To do: Copy out every line, unchanged, in the part that opens with the line containing "task: segment the white painted kerb stripe" and runs through the end of the entries.

Available data:
------------------------------------------------

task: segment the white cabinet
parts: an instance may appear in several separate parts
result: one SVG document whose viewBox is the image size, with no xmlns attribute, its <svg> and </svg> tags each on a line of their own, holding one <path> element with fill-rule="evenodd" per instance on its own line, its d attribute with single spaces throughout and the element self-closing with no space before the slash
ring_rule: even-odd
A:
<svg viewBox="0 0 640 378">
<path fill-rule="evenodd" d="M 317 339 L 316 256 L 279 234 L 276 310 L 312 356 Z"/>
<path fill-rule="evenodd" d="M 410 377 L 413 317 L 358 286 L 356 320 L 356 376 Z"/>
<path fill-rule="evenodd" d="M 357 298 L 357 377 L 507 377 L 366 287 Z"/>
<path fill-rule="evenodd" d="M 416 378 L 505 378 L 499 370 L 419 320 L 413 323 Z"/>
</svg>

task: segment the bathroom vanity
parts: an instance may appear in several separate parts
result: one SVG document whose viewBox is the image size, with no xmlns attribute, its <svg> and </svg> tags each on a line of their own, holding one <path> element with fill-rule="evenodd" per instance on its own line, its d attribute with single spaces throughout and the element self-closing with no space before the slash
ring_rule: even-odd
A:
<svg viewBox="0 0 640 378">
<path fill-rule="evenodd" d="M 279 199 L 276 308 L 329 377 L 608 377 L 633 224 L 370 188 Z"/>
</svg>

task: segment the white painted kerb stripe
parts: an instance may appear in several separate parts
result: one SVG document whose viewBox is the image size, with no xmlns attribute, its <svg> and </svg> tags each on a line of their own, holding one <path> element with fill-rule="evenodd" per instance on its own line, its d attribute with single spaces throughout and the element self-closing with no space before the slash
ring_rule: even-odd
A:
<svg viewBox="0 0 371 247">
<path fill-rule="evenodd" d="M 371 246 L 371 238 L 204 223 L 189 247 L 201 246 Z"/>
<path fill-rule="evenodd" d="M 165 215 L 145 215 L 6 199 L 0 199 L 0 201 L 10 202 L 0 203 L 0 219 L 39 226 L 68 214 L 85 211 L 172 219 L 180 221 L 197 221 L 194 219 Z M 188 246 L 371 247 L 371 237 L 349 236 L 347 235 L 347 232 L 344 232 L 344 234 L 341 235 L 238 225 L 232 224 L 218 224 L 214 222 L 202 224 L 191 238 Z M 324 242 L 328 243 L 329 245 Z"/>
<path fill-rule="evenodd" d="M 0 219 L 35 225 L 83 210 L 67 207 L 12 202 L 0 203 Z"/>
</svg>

------------------------------------------------

Correct result:
task: segment the white painted kerb stripe
parts: an instance may appear in several separate parts
result: one SVG document whose viewBox is the image size, with no xmlns attribute, its <svg> and </svg> tags each on a line of their own, holding one <path> element with fill-rule="evenodd" per instance on its own line, its d attribute with single spaces throughout and the element self-closing with no space before the slash
ring_rule: even-odd
A:
<svg viewBox="0 0 371 247">
<path fill-rule="evenodd" d="M 371 246 L 371 238 L 204 223 L 189 247 L 201 246 Z"/>
<path fill-rule="evenodd" d="M 165 215 L 145 215 L 6 199 L 0 199 L 0 201 L 10 202 L 0 203 L 0 219 L 39 226 L 68 214 L 85 211 L 172 219 L 180 221 L 197 221 L 194 219 Z M 188 246 L 371 247 L 371 237 L 349 236 L 347 235 L 347 232 L 344 232 L 344 234 L 341 235 L 238 225 L 232 224 L 218 224 L 214 222 L 202 224 L 191 238 Z M 324 242 L 328 243 L 329 245 Z"/>
<path fill-rule="evenodd" d="M 0 219 L 35 225 L 83 210 L 67 207 L 12 202 L 0 203 Z"/>
</svg>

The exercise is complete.